* WHAT TO WORK ON: Edit the rows below by replacing "Spot every" with "Mark each" wherever it occurs, leaving every other part unchanged.

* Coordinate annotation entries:
■ ■ ■ ■ ■

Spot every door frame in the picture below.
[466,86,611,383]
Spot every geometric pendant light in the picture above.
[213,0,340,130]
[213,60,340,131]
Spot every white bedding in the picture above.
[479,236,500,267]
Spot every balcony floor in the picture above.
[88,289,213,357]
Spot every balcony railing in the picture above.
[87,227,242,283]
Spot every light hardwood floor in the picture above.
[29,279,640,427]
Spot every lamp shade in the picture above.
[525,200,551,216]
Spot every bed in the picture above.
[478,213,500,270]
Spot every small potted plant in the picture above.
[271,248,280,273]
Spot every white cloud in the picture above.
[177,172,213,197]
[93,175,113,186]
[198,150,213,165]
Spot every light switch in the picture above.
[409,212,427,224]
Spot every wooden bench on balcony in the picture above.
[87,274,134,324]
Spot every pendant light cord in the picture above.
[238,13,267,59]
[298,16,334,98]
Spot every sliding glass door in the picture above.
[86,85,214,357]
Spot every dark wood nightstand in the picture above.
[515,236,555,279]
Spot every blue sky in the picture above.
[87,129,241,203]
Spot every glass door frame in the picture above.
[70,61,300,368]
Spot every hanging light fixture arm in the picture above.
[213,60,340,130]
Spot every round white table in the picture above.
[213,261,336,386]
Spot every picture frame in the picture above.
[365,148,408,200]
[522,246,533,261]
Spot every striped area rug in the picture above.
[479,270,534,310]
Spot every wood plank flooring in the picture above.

■ ■ ■ ■ ■

* COMPLETE OUTPUT:
Mark each door frame in the picture below.
[466,86,611,383]
Mark each geometric pendant light in the picture above.
[213,0,340,130]
[213,60,340,131]
Mark each white bedding in the picture above.
[479,236,500,267]
Mark each balcony floor in the picture above.
[88,289,213,357]
Mark each balcony railing in the picture above.
[87,227,242,283]
Mark each light hardwood floor in the picture above.
[29,279,640,427]
Mark each lamp shade in the picture above.
[525,200,551,216]
Mark each bed in the picture above.
[478,213,500,270]
Mark each small potted plant in the picture above.
[271,248,280,273]
Mark each white cloud in the picture above.
[177,172,213,197]
[93,175,113,186]
[198,150,213,165]
Mark each light switch in the picture above.
[409,212,427,224]
Mark each wooden bench on balcony in the picture above.
[87,274,134,324]
Mark each pendant light cord in the picture above.
[238,13,267,59]
[298,16,334,98]
Mark each sliding glass door in the picture above.
[86,85,214,357]
Mark each dark wood nightstand in the picture above.
[515,236,555,279]
Mark each blue sky in the picture above.
[87,129,241,203]
Mark each glass door frame in the picture above.
[70,61,300,368]
Mark each hanging light fixture arm in the picture above.
[213,60,340,130]
Mark each round white table in the picture above.
[213,261,336,386]
Mark each picture frame in the picture above.
[365,148,408,200]
[522,246,533,261]
Mark each striped area rug in the picture above.
[479,270,534,310]
Mark each wood plank flooring in the picture above.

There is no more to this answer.